(Excerpts from location labeling data)
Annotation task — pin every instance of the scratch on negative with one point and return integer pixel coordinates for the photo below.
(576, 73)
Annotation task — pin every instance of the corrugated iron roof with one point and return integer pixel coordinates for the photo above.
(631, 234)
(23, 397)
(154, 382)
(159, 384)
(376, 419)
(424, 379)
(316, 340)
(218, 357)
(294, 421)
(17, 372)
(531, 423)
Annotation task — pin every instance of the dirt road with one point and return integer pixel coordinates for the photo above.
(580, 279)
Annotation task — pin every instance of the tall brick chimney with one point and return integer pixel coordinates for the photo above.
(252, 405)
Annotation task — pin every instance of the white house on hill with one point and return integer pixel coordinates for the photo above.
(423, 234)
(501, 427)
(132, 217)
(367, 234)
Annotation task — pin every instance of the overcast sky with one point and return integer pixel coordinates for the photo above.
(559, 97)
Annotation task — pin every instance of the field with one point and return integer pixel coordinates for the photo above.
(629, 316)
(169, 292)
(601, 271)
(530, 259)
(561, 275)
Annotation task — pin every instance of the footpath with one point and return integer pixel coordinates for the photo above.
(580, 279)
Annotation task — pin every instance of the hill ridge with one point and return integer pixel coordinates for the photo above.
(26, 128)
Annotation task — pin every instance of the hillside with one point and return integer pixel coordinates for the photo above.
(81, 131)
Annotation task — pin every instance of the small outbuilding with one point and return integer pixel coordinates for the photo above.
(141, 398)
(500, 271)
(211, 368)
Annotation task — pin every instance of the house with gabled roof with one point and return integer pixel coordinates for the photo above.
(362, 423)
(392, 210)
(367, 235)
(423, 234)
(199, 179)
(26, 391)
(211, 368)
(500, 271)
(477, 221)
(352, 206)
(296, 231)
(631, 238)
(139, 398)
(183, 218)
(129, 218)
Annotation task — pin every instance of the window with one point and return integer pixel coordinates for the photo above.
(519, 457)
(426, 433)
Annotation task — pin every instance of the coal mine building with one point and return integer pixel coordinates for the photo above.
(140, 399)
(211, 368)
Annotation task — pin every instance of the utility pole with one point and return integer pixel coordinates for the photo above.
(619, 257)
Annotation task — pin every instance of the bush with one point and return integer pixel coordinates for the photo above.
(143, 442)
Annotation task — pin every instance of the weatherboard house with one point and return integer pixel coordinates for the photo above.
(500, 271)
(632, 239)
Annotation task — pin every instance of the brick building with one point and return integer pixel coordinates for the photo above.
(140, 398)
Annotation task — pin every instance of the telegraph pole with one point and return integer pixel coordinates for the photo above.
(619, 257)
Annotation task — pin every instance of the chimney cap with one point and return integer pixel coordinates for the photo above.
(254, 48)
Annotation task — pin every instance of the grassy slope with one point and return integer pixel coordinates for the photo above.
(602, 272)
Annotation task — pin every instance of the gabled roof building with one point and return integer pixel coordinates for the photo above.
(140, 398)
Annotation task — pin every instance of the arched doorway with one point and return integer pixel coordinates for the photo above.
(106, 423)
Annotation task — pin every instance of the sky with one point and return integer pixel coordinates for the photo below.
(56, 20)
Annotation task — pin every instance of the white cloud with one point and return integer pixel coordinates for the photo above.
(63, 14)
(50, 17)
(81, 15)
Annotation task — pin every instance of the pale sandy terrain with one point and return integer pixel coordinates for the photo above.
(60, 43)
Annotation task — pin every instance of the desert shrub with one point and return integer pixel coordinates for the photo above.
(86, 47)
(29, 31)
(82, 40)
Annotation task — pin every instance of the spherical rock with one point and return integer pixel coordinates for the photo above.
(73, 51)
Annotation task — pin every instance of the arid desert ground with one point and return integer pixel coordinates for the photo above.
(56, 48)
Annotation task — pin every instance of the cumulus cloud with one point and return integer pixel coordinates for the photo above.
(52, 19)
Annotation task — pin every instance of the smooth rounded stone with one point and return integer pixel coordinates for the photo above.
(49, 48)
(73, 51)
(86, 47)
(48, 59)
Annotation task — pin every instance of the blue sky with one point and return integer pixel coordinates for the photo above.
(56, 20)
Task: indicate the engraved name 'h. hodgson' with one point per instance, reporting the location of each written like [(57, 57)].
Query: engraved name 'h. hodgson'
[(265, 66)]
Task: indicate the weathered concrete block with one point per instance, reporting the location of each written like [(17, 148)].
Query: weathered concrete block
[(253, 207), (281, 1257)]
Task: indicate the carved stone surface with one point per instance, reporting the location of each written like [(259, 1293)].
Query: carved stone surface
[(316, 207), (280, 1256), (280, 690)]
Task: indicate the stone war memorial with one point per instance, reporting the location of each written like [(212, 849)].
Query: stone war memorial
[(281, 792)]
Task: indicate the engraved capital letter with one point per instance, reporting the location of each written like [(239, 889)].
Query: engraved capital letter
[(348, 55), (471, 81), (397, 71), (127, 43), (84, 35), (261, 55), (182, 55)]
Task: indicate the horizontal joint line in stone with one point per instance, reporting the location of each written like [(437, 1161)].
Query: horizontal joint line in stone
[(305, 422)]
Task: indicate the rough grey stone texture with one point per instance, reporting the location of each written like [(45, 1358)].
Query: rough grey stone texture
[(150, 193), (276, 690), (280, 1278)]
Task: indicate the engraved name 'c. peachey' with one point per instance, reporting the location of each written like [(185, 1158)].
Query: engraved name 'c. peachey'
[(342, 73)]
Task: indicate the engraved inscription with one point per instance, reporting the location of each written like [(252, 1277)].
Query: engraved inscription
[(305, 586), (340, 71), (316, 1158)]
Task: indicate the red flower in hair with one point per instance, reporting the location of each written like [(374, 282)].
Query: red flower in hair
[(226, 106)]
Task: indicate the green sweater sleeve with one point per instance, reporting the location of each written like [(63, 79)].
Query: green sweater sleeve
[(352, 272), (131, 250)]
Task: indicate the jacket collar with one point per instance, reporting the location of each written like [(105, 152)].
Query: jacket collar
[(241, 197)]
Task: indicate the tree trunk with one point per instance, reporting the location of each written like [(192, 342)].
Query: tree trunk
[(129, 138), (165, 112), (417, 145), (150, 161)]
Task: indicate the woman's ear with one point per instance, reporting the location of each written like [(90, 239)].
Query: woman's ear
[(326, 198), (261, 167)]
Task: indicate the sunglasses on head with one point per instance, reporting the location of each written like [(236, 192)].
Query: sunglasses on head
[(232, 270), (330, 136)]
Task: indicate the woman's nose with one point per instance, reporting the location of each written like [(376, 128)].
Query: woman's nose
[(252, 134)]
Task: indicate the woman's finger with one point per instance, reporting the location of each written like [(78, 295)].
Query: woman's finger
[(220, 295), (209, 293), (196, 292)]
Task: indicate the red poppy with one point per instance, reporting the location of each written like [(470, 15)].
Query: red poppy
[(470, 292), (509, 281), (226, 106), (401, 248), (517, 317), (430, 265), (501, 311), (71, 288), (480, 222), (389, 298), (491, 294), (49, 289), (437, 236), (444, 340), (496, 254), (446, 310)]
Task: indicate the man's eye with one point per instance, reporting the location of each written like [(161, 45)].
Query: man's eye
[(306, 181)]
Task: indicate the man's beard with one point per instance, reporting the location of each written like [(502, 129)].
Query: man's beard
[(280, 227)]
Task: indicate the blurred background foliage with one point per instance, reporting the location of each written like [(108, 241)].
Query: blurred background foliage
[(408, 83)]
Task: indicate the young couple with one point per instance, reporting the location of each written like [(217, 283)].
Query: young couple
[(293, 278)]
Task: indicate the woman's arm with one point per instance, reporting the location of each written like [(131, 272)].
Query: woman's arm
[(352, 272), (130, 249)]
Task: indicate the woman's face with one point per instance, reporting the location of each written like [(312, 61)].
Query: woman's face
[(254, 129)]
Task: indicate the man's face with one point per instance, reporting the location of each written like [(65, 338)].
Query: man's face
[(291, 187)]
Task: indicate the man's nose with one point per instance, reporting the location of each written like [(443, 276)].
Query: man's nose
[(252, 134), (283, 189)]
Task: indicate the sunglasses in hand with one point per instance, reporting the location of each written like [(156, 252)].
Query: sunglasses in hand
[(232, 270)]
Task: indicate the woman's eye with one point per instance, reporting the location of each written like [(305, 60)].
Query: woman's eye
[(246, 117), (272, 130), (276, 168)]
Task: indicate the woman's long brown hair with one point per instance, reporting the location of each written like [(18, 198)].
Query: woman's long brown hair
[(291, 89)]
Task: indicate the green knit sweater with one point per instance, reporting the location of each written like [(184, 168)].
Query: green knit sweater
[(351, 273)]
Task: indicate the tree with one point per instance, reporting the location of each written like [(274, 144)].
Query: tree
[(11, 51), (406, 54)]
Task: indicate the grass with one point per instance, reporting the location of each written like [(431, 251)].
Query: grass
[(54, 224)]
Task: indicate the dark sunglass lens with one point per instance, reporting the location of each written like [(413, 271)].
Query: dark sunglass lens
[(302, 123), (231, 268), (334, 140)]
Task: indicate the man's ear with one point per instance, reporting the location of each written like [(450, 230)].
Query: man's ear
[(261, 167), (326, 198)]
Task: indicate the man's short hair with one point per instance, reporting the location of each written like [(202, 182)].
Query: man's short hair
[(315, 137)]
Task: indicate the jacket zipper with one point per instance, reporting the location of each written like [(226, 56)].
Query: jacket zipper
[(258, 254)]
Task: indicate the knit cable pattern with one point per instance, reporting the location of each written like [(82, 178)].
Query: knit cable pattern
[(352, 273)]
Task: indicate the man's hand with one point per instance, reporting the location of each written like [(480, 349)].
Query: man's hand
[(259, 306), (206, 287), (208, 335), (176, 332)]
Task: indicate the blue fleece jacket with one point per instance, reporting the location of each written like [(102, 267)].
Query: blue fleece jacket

- [Task to complete]:
Rewrite the part of the listing starting at the line containing "Task: indicate the tree trunk" and ending at the line containing "[(326, 198), (261, 167)]", with the requests kept. Lower every coordinate in the answers by 81.

- [Complete output]:
Task: indicate the tree trunk with one point per instance, reporting the location of each written like [(192, 342)].
Query: tree trunk
[(48, 57), (84, 31), (336, 64), (69, 80)]
Task: indicate the woman's ear with one point per instance, reporting the location of each written like [(90, 239)].
Query: woman's ear
[(245, 117), (180, 86)]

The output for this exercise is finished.